_Stated problem_: In the stretch of the data from the line containing "Q: In the image above, where is the grass yard?" through the line containing "550;211;576;499", rename "porch railing" to "porch balustrade" and write out those lines again with nothing else changed. Omit the pictures.

- - -

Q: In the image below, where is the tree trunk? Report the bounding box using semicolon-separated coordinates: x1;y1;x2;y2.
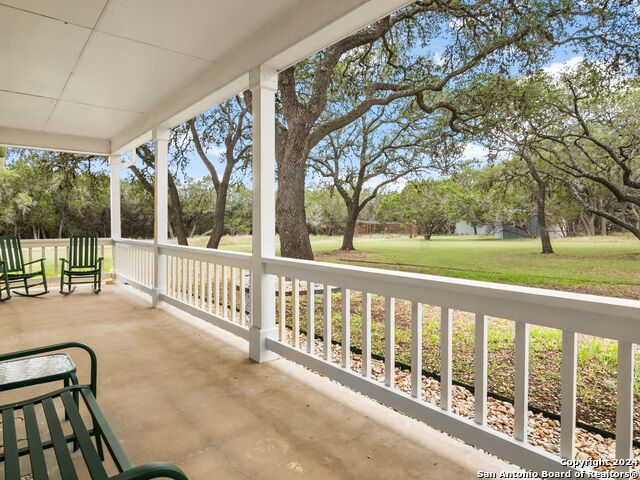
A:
207;186;229;248
522;154;553;254
340;208;359;250
600;217;608;237
169;174;189;245
536;189;553;253
276;144;313;260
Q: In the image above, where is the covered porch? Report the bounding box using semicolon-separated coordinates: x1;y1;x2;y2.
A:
0;285;514;479
0;0;640;479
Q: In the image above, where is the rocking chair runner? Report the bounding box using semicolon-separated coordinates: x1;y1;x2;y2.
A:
60;235;103;295
0;260;11;302
0;236;49;297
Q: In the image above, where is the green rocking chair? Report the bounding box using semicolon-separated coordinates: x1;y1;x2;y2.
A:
60;235;103;295
0;236;49;297
0;260;11;302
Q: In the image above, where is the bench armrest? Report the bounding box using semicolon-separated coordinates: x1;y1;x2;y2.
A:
0;342;98;397
111;462;189;480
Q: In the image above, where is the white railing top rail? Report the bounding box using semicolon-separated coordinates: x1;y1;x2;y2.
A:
20;238;113;248
159;244;251;269
263;258;640;343
113;238;154;248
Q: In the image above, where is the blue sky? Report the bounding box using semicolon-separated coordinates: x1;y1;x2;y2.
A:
126;13;582;188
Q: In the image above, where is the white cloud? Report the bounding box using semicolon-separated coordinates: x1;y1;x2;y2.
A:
363;178;408;192
542;55;584;77
204;145;224;158
460;143;489;160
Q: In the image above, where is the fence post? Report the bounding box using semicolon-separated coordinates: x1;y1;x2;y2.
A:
249;66;278;362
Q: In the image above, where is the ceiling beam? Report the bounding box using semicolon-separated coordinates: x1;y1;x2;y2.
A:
111;0;411;153
0;127;111;155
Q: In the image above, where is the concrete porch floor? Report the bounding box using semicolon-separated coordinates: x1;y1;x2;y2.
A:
0;285;514;480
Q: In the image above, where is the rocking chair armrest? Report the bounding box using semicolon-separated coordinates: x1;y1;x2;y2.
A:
0;342;98;397
111;462;189;480
22;258;46;268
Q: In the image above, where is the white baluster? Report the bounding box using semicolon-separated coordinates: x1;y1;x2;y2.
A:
440;307;453;411
513;322;529;442
411;302;422;400
473;313;489;425
322;285;331;361
616;341;634;471
361;292;371;378
292;278;300;348
278;276;287;342
560;330;578;460
384;297;396;387
307;280;316;355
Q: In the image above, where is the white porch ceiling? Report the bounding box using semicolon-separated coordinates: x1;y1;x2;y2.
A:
0;0;406;152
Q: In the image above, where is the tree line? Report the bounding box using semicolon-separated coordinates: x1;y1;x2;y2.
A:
1;0;640;258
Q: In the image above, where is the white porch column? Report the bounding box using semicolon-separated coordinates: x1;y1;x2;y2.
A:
249;66;278;362
151;127;170;307
109;155;122;278
109;155;122;238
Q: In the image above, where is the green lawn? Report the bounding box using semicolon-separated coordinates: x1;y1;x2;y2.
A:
202;235;640;298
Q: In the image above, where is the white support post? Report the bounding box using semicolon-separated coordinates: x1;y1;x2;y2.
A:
107;155;122;275
560;330;578;460
151;127;170;307
616;341;634;472
249;65;278;362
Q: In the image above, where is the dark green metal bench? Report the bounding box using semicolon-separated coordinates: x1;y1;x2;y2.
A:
60;235;103;295
0;260;11;302
0;236;49;297
0;343;188;480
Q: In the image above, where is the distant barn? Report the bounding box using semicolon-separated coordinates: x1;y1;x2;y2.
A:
356;220;407;235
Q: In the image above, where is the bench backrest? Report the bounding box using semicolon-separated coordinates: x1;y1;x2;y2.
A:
0;235;24;272
69;235;98;268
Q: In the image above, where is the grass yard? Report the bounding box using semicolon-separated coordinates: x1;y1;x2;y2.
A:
286;288;640;435
33;235;640;432
191;235;640;299
201;235;640;435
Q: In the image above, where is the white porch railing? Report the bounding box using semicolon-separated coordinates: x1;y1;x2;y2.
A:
112;239;156;293
115;240;640;471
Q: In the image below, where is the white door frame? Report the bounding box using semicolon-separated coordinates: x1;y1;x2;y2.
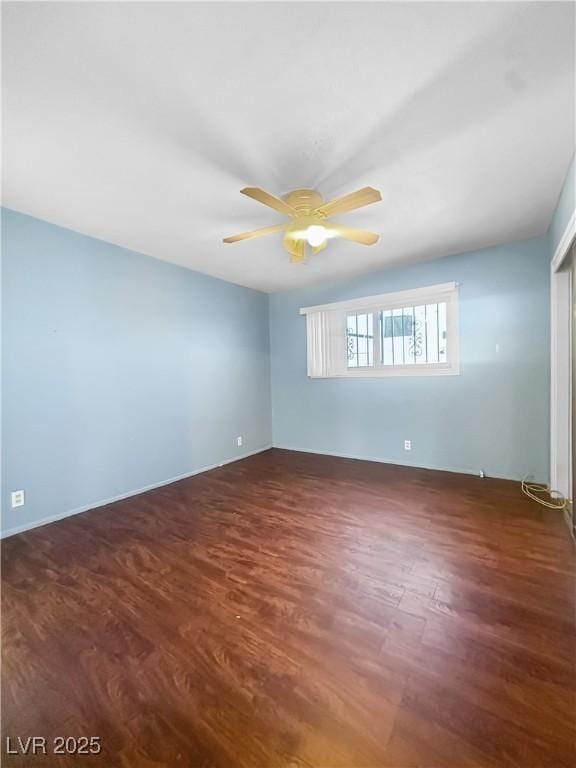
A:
550;211;576;499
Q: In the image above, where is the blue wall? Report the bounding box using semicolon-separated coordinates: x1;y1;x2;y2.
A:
270;237;550;480
548;156;576;258
2;210;271;531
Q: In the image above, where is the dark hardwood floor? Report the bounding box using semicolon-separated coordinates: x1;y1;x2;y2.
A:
2;450;576;768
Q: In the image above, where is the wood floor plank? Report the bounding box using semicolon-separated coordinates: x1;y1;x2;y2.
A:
2;449;576;768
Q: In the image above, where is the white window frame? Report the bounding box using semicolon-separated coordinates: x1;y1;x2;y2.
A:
300;283;460;379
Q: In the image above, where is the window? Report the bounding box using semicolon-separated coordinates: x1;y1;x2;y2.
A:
300;283;459;377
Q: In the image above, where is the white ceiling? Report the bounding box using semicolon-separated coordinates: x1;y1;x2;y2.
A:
3;2;574;291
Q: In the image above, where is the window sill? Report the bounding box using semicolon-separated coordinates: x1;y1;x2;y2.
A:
309;364;460;379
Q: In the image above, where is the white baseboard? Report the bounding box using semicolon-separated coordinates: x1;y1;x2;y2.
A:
0;445;272;539
273;445;515;481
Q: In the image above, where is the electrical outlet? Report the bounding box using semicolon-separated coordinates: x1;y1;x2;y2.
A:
10;491;24;509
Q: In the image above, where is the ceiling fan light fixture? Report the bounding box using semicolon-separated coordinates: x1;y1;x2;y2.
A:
223;187;382;263
305;224;328;248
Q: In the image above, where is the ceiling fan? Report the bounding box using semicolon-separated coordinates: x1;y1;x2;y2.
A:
224;187;382;263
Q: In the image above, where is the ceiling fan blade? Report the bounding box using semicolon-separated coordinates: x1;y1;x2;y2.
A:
315;187;382;216
283;235;306;264
330;224;380;245
240;187;298;216
222;223;290;243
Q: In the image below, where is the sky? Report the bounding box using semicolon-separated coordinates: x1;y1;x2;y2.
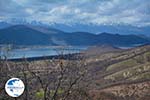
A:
0;0;150;26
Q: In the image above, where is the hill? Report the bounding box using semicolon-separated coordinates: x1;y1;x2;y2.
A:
0;25;150;46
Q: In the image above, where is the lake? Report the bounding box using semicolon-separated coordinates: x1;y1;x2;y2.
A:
0;46;88;59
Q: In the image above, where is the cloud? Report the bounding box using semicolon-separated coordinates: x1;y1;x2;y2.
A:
0;0;150;26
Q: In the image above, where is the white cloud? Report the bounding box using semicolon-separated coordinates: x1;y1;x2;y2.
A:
0;0;150;26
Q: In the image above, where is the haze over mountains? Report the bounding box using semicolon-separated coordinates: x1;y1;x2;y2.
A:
0;25;150;46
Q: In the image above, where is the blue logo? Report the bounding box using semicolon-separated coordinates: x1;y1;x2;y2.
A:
5;78;25;97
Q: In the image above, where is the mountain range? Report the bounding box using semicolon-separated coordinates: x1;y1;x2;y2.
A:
0;25;150;46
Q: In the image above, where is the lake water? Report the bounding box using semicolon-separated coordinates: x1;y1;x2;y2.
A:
0;46;87;59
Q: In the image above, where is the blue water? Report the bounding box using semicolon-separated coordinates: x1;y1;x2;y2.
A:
0;46;87;59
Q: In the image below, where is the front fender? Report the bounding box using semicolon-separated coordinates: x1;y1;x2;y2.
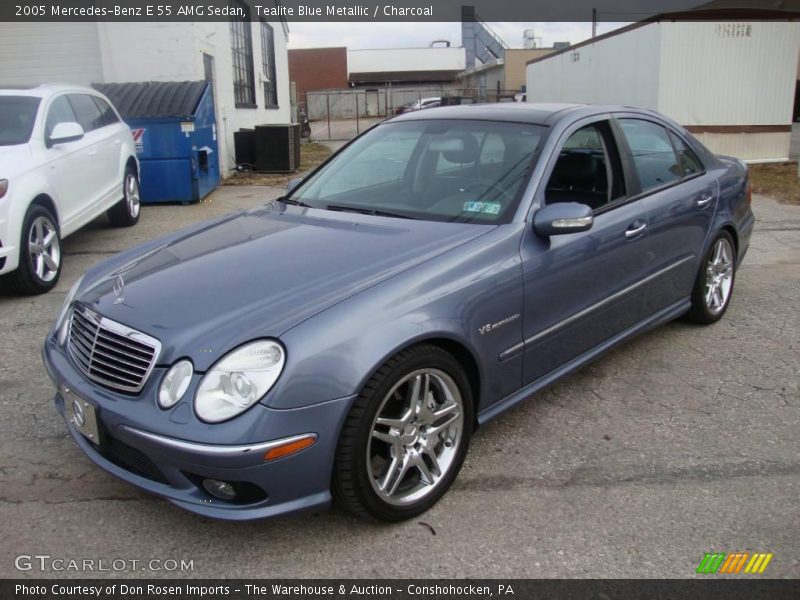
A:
263;224;524;409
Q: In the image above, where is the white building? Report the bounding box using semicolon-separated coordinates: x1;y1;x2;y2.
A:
0;16;291;176
526;17;800;161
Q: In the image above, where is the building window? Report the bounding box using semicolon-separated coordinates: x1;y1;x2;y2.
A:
231;0;256;108
261;21;278;108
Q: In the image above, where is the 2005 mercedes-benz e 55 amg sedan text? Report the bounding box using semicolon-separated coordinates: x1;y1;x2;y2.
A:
44;104;754;521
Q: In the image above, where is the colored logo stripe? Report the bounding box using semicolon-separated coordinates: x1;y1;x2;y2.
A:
697;552;725;573
697;552;774;574
719;552;750;573
744;552;773;573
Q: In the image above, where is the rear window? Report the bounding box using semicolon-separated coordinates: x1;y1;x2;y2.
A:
0;96;39;146
92;96;119;127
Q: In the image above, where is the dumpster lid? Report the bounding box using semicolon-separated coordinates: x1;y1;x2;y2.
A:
92;81;208;119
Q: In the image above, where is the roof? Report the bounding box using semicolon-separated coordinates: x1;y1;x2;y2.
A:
0;83;102;98
391;102;588;125
92;81;208;118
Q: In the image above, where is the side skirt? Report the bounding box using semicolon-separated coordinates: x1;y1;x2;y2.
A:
478;298;691;425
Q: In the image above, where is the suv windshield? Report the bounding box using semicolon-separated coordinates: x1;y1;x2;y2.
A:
290;119;545;223
0;96;39;146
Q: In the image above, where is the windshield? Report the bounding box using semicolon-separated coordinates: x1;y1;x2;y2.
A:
290;120;545;223
0;96;39;146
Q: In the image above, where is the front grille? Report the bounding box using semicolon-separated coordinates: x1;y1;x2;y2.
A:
67;304;161;393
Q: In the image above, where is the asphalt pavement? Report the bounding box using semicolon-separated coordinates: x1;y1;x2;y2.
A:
0;187;800;578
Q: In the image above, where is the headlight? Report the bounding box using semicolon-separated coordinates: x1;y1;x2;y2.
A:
158;360;194;408
194;340;286;423
55;275;83;346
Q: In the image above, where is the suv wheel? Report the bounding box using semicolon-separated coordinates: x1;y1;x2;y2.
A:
11;204;61;294
108;167;142;227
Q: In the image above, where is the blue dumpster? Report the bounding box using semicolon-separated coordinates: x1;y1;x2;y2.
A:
93;81;220;204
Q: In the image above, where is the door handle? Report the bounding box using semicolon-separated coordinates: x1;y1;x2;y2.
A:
625;222;647;239
695;192;714;208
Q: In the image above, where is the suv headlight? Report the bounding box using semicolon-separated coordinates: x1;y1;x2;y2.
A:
55;275;83;346
194;340;286;423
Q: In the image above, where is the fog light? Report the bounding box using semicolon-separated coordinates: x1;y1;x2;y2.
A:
203;479;236;500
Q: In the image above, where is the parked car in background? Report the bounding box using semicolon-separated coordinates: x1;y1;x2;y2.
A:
44;103;754;521
0;85;139;294
394;96;442;115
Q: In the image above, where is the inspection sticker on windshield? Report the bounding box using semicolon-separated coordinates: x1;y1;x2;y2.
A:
464;201;500;215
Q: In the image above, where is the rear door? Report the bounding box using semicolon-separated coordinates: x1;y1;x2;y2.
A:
521;116;649;383
44;95;93;227
617;116;718;313
68;94;109;220
92;96;130;199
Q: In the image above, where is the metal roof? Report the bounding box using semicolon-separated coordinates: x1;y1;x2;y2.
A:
92;81;208;118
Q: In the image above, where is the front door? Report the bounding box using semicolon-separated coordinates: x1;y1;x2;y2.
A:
522;118;649;383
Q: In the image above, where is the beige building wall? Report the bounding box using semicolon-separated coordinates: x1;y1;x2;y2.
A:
505;48;552;90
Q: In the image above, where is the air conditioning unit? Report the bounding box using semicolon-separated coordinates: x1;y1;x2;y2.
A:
233;129;256;169
255;123;300;173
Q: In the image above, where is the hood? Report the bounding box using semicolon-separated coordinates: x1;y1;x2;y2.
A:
0;144;31;179
78;202;494;371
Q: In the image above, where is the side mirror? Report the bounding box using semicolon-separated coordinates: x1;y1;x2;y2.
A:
47;122;84;148
533;202;594;237
286;177;303;194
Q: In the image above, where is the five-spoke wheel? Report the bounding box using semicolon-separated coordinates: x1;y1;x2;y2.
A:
686;230;736;325
367;369;464;505
333;344;473;521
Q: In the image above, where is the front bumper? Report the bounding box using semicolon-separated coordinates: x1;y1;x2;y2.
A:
42;336;352;520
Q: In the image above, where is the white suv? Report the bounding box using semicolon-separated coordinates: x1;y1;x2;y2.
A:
0;85;139;294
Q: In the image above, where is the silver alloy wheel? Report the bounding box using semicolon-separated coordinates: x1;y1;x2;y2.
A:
367;369;464;506
125;173;140;219
705;237;733;315
28;216;61;283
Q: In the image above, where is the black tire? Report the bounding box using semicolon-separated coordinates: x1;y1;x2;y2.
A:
685;231;736;325
332;344;474;522
108;167;141;227
9;204;63;295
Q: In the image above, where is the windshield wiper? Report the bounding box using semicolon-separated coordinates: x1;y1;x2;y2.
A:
275;196;314;208
325;204;416;219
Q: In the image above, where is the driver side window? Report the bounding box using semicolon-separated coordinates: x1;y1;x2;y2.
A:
44;96;78;138
545;121;625;210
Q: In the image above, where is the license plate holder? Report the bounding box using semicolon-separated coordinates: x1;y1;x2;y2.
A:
61;387;101;446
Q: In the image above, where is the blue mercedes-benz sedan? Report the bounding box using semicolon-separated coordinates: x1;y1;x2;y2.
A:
44;104;754;521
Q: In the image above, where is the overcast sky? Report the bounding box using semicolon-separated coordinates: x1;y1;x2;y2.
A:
289;22;624;50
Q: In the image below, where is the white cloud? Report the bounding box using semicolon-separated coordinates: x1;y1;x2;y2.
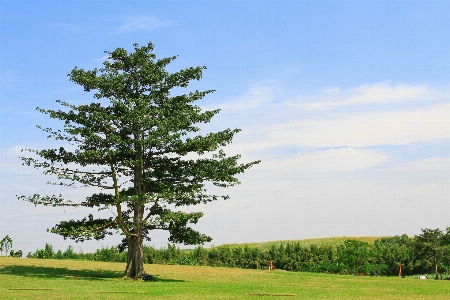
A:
115;16;171;33
388;157;450;172
0;70;18;91
266;104;450;147
207;83;277;111
286;82;448;110
255;147;388;179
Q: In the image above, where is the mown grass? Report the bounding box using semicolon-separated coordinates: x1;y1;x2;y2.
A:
0;257;450;300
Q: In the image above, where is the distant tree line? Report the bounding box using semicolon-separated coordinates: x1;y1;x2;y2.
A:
27;227;450;276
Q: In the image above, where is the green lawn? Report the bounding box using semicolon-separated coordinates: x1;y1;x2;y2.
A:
0;257;450;300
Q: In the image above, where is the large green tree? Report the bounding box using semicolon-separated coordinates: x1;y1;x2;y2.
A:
19;43;259;278
414;227;450;279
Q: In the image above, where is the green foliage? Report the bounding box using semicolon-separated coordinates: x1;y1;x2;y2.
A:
413;227;450;278
18;43;259;277
0;235;12;256
29;229;450;276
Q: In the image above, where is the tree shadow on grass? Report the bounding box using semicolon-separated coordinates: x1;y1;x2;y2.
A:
0;265;185;282
0;265;123;280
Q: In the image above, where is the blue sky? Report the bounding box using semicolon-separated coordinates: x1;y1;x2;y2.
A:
0;0;450;253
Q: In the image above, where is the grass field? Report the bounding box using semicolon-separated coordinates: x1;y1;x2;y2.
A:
0;257;450;300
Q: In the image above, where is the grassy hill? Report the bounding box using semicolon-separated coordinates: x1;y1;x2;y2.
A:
0;257;450;300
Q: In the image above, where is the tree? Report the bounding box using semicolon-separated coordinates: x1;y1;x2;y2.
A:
19;43;259;278
414;228;450;279
0;235;12;256
338;240;372;275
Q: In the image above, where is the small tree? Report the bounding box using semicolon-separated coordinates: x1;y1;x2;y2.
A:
19;43;259;278
0;235;12;256
414;228;449;279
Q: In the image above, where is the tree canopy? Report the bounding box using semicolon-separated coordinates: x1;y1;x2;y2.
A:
19;42;259;277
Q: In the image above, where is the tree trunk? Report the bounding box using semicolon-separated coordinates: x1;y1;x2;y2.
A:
125;203;145;278
125;139;145;278
125;238;145;278
434;254;439;279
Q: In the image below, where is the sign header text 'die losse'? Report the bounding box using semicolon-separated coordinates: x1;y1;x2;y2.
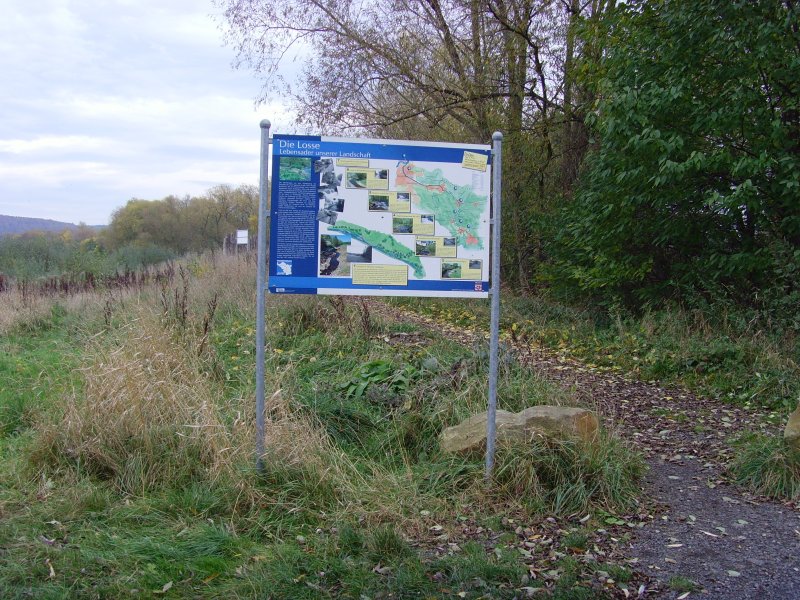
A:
268;135;492;298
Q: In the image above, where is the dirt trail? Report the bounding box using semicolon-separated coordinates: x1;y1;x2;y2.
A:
376;304;800;600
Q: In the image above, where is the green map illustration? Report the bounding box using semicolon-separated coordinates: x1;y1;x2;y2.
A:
328;221;425;279
397;162;488;250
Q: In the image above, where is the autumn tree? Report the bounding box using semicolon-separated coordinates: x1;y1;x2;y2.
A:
218;0;615;288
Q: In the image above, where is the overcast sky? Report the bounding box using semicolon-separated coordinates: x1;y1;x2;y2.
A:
0;0;295;225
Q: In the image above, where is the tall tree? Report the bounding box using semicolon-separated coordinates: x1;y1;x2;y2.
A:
560;0;800;308
218;0;614;288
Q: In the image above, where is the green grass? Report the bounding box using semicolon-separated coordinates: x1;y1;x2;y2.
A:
728;434;800;500
0;260;638;598
0;305;83;437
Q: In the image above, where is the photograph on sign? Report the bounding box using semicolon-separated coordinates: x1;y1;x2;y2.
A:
268;135;492;298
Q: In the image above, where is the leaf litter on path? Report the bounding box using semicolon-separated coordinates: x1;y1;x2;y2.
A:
376;303;800;600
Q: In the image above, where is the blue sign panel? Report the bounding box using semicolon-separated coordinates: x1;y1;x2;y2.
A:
268;135;491;298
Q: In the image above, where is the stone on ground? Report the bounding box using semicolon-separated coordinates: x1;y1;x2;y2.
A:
783;403;800;452
439;406;599;453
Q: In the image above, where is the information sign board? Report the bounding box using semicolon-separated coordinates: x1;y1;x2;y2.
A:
268;135;492;298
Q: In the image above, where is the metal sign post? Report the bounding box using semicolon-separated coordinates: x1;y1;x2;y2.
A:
486;131;503;479
256;119;271;471
256;120;503;478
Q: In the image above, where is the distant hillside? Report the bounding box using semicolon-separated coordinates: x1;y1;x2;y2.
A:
0;215;103;236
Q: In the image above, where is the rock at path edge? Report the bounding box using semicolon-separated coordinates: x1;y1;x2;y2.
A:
439;405;599;453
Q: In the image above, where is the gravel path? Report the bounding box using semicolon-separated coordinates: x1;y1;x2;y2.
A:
375;303;800;600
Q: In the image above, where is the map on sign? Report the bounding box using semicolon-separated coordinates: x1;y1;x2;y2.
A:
269;135;491;297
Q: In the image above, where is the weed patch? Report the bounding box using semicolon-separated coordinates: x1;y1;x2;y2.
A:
728;434;800;500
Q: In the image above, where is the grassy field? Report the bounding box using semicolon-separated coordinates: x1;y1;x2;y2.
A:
0;259;643;599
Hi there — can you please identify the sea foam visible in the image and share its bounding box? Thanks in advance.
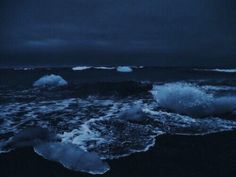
[151,83,236,117]
[116,66,133,73]
[33,74,68,87]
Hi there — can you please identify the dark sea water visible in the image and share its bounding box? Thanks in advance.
[0,67,236,174]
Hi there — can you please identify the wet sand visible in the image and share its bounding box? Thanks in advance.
[0,132,236,177]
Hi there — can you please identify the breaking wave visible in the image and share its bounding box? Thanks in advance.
[151,83,236,117]
[116,66,133,73]
[33,74,68,87]
[195,69,236,73]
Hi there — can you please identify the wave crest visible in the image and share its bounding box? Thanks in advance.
[151,83,236,117]
[33,74,68,87]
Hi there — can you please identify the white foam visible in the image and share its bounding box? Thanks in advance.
[34,143,110,174]
[33,74,68,87]
[151,83,236,116]
[72,66,92,71]
[116,66,133,73]
[94,66,115,70]
[195,68,236,73]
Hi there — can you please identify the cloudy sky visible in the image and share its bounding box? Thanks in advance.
[0,0,236,66]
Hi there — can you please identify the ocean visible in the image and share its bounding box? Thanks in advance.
[0,66,236,174]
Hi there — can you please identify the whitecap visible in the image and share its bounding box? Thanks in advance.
[72,66,92,71]
[151,83,236,117]
[94,66,115,70]
[116,66,133,73]
[34,142,110,174]
[194,68,236,73]
[33,74,68,87]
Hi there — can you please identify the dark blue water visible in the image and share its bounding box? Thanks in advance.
[0,67,236,174]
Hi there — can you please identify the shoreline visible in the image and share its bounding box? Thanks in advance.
[0,131,236,177]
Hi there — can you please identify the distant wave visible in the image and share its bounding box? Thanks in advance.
[152,83,236,117]
[194,69,236,73]
[14,68,34,71]
[116,66,133,73]
[33,74,68,87]
[72,66,144,72]
[94,66,115,70]
[72,66,92,71]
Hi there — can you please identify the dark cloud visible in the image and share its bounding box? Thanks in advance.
[0,0,236,66]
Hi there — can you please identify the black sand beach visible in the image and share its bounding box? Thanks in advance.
[0,132,236,177]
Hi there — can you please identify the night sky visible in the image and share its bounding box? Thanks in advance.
[0,0,236,67]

- - -

_Exercise solution_:
Q: In the image above, where is the grass yard? Report the bounding box using semicolon-separated coordinates: x1;y1;x2;y2.
A:
286;288;640;435
33;235;640;432
191;235;640;299
201;235;640;435
Q: In the image above, where is the white porch balustrade? Report the bounding box using semicolon-separated coordinates: x1;y1;x2;y2.
A:
112;239;156;293
115;240;640;471
Q: In the image below, where is the white door frame? Report the bounding box using semicolon-separated coordinates: x1;y1;x2;y2.
A:
550;211;576;499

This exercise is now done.